(Records contained in a dataset)
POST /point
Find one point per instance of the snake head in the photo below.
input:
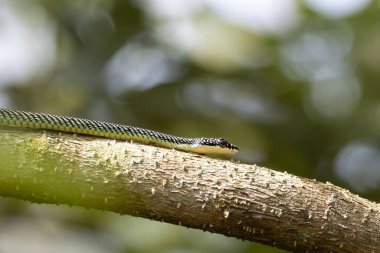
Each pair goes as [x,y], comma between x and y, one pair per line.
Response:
[214,146]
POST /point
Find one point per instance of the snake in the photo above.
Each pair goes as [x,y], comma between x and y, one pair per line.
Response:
[42,121]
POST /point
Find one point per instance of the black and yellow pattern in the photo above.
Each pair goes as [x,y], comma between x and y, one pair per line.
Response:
[15,118]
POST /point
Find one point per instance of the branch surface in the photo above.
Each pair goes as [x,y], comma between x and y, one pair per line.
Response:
[238,200]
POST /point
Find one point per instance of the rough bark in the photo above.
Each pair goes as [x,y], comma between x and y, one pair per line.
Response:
[238,200]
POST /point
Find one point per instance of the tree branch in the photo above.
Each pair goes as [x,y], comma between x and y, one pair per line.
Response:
[237,200]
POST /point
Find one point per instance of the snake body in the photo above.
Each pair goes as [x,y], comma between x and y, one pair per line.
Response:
[13,118]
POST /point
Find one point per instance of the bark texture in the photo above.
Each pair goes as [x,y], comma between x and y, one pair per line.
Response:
[238,200]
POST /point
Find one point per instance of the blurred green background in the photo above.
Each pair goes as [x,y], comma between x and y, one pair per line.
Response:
[294,84]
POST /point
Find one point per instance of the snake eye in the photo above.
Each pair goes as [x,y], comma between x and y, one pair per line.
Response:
[222,142]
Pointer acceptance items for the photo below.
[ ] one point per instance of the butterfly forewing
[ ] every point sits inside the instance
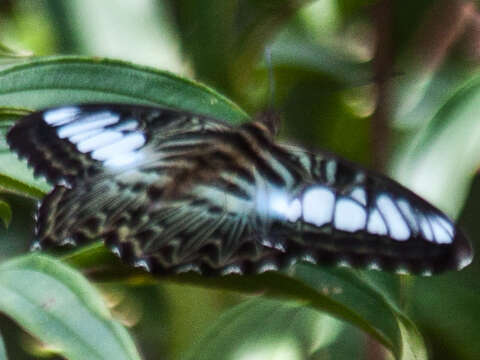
(172, 191)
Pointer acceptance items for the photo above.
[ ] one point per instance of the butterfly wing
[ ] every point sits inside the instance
(172, 191)
(348, 215)
(108, 163)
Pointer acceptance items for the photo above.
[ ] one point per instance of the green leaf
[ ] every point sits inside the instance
(61, 80)
(52, 81)
(8, 53)
(440, 162)
(3, 351)
(58, 305)
(15, 175)
(339, 293)
(5, 213)
(267, 329)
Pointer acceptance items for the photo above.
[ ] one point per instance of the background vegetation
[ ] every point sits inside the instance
(394, 85)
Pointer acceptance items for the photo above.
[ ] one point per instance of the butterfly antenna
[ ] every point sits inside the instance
(271, 78)
(269, 116)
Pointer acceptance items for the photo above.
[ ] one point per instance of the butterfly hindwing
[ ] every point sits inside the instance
(172, 191)
(356, 217)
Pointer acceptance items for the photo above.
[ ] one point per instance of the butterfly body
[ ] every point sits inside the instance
(172, 191)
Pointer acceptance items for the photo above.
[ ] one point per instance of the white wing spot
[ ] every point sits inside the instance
(318, 203)
(349, 215)
(86, 123)
(376, 225)
(441, 235)
(447, 225)
(60, 116)
(409, 213)
(359, 194)
(396, 224)
(127, 144)
(426, 230)
(294, 211)
(97, 141)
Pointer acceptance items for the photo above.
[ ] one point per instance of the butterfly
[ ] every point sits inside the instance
(172, 191)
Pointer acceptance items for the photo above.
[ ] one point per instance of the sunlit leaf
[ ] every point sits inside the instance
(15, 175)
(336, 292)
(3, 351)
(59, 307)
(52, 81)
(261, 328)
(5, 213)
(443, 158)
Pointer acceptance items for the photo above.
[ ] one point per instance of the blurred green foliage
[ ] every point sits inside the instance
(393, 85)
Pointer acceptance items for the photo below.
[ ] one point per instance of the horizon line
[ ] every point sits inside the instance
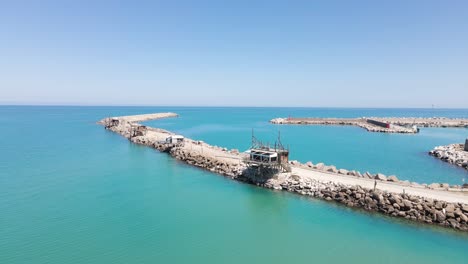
(224, 106)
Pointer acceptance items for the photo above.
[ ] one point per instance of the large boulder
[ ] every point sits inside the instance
(319, 166)
(332, 169)
(343, 171)
(392, 178)
(380, 177)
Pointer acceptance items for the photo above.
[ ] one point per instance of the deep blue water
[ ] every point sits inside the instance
(71, 192)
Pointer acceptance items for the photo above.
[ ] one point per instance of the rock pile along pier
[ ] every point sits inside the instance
(453, 154)
(396, 124)
(436, 203)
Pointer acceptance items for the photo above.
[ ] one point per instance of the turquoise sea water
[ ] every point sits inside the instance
(71, 192)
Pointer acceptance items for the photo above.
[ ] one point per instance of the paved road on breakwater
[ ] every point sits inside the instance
(448, 196)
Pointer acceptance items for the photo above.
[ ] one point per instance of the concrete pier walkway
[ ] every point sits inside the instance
(435, 203)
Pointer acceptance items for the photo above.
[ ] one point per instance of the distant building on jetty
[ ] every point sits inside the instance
(264, 159)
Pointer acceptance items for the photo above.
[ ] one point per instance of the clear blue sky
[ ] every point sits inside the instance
(242, 53)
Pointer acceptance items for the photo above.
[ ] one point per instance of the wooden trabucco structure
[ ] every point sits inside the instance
(266, 159)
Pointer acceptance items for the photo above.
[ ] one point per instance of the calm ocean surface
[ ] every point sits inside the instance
(71, 192)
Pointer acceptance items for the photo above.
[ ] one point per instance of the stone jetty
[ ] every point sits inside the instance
(454, 154)
(395, 124)
(436, 203)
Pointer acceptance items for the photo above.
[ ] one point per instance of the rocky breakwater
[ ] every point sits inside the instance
(378, 177)
(360, 122)
(360, 194)
(425, 121)
(430, 211)
(197, 153)
(453, 154)
(233, 170)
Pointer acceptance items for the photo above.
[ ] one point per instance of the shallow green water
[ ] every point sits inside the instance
(71, 192)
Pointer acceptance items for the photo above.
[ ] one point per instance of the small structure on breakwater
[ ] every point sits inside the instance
(265, 160)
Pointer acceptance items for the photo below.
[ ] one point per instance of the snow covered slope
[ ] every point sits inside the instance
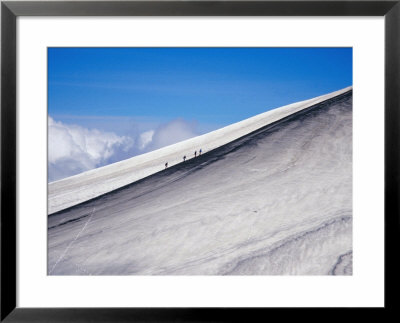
(85, 186)
(276, 201)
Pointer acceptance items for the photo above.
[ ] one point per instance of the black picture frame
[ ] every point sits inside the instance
(10, 10)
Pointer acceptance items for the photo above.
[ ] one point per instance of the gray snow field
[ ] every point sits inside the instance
(276, 201)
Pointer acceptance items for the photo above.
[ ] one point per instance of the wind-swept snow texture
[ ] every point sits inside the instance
(275, 201)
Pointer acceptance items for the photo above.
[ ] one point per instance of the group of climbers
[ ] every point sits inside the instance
(184, 157)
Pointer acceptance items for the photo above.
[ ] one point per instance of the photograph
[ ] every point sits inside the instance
(199, 161)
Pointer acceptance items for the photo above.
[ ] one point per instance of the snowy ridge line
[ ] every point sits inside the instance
(83, 187)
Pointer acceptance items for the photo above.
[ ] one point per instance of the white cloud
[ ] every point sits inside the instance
(145, 139)
(173, 132)
(73, 149)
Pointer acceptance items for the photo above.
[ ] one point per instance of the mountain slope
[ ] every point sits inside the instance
(88, 185)
(275, 201)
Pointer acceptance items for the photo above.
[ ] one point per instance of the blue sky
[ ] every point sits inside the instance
(128, 91)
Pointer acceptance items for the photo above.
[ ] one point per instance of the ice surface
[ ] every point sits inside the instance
(277, 201)
(85, 186)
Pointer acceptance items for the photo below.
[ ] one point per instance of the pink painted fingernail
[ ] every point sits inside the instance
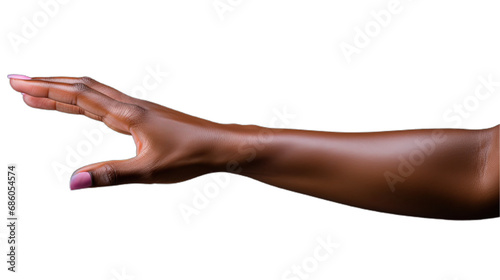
(80, 181)
(19, 77)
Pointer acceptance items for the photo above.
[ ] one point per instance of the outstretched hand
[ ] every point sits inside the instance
(170, 146)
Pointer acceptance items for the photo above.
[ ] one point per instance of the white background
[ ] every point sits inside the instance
(241, 66)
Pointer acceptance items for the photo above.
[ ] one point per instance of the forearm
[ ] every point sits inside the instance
(429, 173)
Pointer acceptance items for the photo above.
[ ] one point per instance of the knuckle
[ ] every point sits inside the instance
(87, 80)
(80, 87)
(134, 114)
(77, 89)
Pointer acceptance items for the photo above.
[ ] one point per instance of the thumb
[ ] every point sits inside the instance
(108, 173)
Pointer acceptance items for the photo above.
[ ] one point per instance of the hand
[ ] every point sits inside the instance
(170, 146)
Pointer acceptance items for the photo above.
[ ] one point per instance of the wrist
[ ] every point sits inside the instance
(236, 147)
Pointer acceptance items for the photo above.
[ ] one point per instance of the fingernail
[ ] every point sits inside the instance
(80, 181)
(19, 77)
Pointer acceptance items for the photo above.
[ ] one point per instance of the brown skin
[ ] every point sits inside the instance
(448, 174)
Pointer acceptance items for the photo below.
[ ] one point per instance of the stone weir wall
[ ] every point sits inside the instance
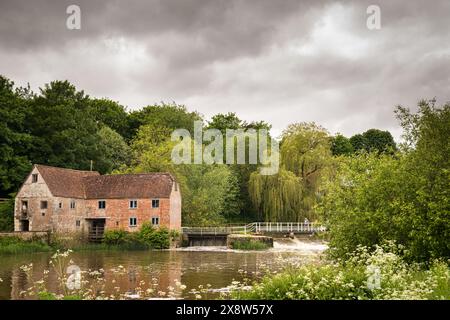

▶ What to produce: Word for word, write out each line from the one with "[ ] one point per instance of the wrist" through the end of the entries above, and omit any pictures.

▶ Response:
[ ] one point per instance of the wrist
[ ] every point sits inside the instance
(236, 147)
Pointer acceptance items for the photo above.
[ ] one point per instance of the fingernail
[ ] every point sits inside the instance
(80, 181)
(19, 77)
Pointer acceptance items for the photo above.
[ ] one point per instance of the brown skin
[ ] every point sits inside the instance
(448, 174)
Pointer acceptance items for the photo below.
[ ] one point per instance of the stone weir wall
[ ] every point sits inside the instance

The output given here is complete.